# Problem:
From the text below on travel and terrorism fears, list each thing it says has fed the anxiety of travel advisers and suppliers.

When it comes to travel, optimism for 2016 is tempered by fear: concern about terrorism on the part of travelers and anxiety about that concern on the part of travel professionals and suppliers.
Several recent analyses of the long- and short-term impacts on travel of previous terrorism attacks, however, suggest that tourists and business travelers alike are becoming increasingly inured to continuous media reports of violence against tourists.
The research suggests that the inevitable drop in bookings following 353 deaths in two terrorist attacks in November -- the downing of a Russian MetroJet airliner, killing all 224 onboard and the attacks that took 129 civilian lives in Paris -- is likely to be relatively short-lived.
What’s more, residents of Paris have remained defiant and resolute, an attitude that could well encourage travelers from many parts of the world to visit the City of Light as a show of international support.
But will this attitude last?
That’s the foremost question on the minds of travel advisers and suppliers across the industry, many of whom found themselves holding their breath as 2015 ended, anxious that another attack or even threats of attacks could tip the balance in favor of fear.
In part, that anxiety has been fed by more threats from ISIS, statements made by candidates for 2016 presidential nominations and moves by the Obama administration and both houses of Congress to tighten restrictions on the Visa Waiver Program, all of which undermine a sense of normalcy in the industry.
The cumulative anxiety represents a challenge to almost every positive trend the industry was seeing at the end of a record-setting 2015, a year during which most industry players found themselves and their enterprises prospering:
• Airlines continued reporting record profits, a result of both lower fuel costs and capacity discipline.
• Demand for cruises bounced back to the point where contemporary lines were able to impose pricing discipline they could have only dreamed of in past years, enabling Royal Caribbean International, for example, to abandon the “sail full at any cost” mantra that had ruled the sector for decades.

# Stored data:

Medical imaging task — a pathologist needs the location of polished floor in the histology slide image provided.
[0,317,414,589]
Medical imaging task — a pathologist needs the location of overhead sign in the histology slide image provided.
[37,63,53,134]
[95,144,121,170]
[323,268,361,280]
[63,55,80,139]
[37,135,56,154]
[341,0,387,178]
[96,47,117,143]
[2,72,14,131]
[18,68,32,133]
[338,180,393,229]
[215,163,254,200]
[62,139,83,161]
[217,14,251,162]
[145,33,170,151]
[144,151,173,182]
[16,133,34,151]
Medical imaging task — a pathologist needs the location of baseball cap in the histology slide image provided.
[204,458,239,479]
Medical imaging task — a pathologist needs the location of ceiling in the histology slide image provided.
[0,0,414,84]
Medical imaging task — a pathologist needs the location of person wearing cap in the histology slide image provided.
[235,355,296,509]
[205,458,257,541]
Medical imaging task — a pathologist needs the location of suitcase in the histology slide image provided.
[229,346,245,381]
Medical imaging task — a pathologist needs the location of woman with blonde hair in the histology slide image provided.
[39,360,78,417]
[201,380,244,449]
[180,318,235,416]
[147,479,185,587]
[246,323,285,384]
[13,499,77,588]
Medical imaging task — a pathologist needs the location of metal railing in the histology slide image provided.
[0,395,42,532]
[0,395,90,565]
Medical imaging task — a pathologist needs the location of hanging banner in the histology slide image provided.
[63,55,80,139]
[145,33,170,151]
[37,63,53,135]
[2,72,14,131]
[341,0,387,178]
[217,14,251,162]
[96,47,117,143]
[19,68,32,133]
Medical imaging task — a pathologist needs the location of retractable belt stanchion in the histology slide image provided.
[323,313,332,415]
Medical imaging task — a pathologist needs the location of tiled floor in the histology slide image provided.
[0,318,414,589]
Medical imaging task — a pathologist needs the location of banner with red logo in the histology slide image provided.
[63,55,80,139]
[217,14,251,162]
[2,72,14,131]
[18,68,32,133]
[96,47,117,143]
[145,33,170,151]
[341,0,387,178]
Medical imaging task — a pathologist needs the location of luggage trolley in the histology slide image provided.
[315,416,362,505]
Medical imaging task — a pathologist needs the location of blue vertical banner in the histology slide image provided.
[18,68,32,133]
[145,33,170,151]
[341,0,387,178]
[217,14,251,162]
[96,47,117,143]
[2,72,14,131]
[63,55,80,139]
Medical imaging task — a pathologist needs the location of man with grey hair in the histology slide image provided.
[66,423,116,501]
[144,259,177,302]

# Solution to this exercise:
- More threats from ISIS
- Statements made by candidates for 2016 presidential nominations
- Moves by the Obama administration and both houses of Congress to tighten restrictions on the Visa Waiver Program